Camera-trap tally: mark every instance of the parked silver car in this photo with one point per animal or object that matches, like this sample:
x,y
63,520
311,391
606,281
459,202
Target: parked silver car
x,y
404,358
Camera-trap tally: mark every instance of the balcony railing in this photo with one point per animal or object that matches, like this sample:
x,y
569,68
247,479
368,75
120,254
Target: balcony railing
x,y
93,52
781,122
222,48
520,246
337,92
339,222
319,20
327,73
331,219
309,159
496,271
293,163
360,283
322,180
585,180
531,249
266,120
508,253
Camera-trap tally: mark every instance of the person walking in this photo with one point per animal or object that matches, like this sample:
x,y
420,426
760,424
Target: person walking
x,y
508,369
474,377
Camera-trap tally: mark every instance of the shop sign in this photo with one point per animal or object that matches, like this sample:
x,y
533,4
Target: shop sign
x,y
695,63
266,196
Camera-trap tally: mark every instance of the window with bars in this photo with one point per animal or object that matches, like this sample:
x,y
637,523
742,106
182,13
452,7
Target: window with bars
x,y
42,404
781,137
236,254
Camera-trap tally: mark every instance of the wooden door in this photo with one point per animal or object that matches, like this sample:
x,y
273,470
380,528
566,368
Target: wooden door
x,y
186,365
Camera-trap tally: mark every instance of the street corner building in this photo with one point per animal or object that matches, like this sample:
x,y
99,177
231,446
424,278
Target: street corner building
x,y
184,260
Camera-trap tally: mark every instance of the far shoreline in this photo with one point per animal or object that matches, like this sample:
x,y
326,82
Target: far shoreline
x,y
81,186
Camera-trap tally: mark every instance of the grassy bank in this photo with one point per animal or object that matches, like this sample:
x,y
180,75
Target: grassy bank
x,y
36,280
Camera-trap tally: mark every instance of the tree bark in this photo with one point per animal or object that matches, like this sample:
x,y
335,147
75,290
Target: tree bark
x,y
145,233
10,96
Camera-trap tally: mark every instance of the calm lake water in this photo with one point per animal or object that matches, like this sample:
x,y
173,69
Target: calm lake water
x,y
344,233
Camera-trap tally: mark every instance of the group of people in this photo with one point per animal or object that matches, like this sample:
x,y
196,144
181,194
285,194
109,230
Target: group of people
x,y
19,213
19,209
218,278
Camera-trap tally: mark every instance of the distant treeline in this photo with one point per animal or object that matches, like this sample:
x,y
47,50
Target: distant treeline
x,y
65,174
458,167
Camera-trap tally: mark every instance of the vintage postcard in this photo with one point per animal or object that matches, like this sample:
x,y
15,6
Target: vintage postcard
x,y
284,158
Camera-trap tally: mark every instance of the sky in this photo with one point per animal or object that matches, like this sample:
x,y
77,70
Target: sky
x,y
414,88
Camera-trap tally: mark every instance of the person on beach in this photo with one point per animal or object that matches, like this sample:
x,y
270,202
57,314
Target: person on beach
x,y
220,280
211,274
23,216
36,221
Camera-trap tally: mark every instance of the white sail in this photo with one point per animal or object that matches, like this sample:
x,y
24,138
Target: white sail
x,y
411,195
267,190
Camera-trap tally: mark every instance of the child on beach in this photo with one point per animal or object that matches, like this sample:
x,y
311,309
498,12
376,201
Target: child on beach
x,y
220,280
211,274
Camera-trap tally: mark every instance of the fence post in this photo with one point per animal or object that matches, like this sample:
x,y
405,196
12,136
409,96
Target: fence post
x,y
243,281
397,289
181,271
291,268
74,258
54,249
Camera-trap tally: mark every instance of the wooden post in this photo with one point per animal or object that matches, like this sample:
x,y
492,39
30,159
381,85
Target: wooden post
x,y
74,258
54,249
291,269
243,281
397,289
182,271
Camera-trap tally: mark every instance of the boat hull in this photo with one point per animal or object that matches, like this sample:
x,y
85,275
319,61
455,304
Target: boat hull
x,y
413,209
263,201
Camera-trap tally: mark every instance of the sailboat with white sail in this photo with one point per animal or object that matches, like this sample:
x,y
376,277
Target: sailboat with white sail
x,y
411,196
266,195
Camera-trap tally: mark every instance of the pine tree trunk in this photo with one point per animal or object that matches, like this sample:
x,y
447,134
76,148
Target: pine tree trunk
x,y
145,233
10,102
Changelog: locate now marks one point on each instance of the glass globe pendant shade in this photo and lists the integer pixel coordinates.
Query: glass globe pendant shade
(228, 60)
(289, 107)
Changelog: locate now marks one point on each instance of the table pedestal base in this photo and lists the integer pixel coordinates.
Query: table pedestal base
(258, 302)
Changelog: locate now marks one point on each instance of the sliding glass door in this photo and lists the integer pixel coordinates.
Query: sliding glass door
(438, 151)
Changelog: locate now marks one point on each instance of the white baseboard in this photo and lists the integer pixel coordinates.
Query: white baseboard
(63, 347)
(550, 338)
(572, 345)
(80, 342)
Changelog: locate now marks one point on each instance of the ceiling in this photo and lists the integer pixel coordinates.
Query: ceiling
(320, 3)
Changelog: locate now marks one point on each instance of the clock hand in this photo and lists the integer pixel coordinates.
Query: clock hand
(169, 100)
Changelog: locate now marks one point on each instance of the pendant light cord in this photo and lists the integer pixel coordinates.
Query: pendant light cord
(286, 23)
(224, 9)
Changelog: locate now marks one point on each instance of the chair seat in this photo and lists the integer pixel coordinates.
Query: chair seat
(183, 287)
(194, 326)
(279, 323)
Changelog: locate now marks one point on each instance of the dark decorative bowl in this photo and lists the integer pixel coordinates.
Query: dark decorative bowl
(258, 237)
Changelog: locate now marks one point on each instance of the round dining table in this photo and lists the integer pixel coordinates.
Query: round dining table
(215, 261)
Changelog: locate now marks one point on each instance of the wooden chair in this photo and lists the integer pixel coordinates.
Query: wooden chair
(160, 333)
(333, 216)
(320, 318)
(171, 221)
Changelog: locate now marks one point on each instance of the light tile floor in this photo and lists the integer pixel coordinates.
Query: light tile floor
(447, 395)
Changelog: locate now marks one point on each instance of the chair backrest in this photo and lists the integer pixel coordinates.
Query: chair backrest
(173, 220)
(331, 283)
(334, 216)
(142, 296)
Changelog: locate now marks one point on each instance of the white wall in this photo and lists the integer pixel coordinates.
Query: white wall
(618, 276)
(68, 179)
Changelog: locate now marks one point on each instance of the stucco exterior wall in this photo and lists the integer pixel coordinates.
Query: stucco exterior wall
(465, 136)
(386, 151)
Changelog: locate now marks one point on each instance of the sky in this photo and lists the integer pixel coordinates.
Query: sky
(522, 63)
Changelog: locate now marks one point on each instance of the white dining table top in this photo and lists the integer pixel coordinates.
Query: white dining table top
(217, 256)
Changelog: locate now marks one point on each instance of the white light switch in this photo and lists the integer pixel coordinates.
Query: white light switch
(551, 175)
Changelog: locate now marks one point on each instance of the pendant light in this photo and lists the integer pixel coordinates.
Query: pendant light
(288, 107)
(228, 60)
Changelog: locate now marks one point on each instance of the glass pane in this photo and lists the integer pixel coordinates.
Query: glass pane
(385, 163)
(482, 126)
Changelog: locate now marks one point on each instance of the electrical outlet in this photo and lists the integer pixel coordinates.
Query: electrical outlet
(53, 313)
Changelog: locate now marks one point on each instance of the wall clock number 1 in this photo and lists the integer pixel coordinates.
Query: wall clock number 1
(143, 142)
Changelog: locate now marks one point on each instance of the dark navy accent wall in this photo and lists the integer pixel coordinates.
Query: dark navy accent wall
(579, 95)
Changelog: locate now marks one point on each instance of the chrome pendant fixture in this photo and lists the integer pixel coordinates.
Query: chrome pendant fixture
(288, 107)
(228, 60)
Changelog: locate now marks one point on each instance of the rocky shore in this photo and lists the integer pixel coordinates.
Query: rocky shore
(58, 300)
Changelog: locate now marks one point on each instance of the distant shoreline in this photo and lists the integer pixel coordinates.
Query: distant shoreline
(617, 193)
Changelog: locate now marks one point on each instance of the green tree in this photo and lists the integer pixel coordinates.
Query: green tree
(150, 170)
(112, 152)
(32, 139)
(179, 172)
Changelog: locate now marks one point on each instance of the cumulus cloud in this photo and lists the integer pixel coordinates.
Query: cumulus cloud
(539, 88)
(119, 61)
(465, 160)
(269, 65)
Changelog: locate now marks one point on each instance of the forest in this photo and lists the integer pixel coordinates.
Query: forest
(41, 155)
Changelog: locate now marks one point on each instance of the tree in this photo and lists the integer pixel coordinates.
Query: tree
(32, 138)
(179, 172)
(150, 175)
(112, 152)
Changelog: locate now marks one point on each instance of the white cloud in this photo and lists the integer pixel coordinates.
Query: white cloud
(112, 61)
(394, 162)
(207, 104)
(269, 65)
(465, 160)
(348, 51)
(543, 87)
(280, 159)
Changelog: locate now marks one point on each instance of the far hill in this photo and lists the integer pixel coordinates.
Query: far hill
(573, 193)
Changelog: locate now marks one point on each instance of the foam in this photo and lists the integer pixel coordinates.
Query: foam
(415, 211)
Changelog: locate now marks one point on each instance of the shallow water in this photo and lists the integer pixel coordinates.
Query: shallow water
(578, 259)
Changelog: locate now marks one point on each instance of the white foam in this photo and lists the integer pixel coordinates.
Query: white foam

***

Exercise details |
Could you recast the lines starting at the one containing "the tree in" and ending at the last line of the rows as a JSON list of strings, with one string per line and blank lines left out?

Result of the exercise |
[
  "Changelog: locate now marks one point on each instance of the tree in this photo and lists the integer pixel coordinates.",
  "Query: tree",
  "(32, 138)",
  "(179, 172)",
  "(150, 175)",
  "(112, 152)",
  "Changelog: locate now marks one point on each instance of the white cloud in this photo and lists the integer pixel coordinates.",
  "Query: white cloud",
  "(112, 61)",
  "(394, 162)",
  "(207, 104)",
  "(269, 65)",
  "(465, 160)",
  "(348, 51)",
  "(543, 87)",
  "(280, 159)",
  "Changelog: locate now marks one point on each instance of the far hill in this photo and lists the integer pixel coordinates.",
  "Query: far hill",
  "(573, 193)",
  "Changelog: locate now marks one point on each instance of the foam in this photo and lists the integer pixel coordinates.",
  "Query: foam",
  "(415, 211)",
  "Changelog: locate now marks one point on each instance of the shallow water in this photo and lists the integer pixel coordinates.",
  "Query: shallow water",
  "(578, 259)",
  "Changelog: locate now marks one point on each instance of the white foam in this photo and lists the integer pixel coordinates.",
  "Query: white foam"
]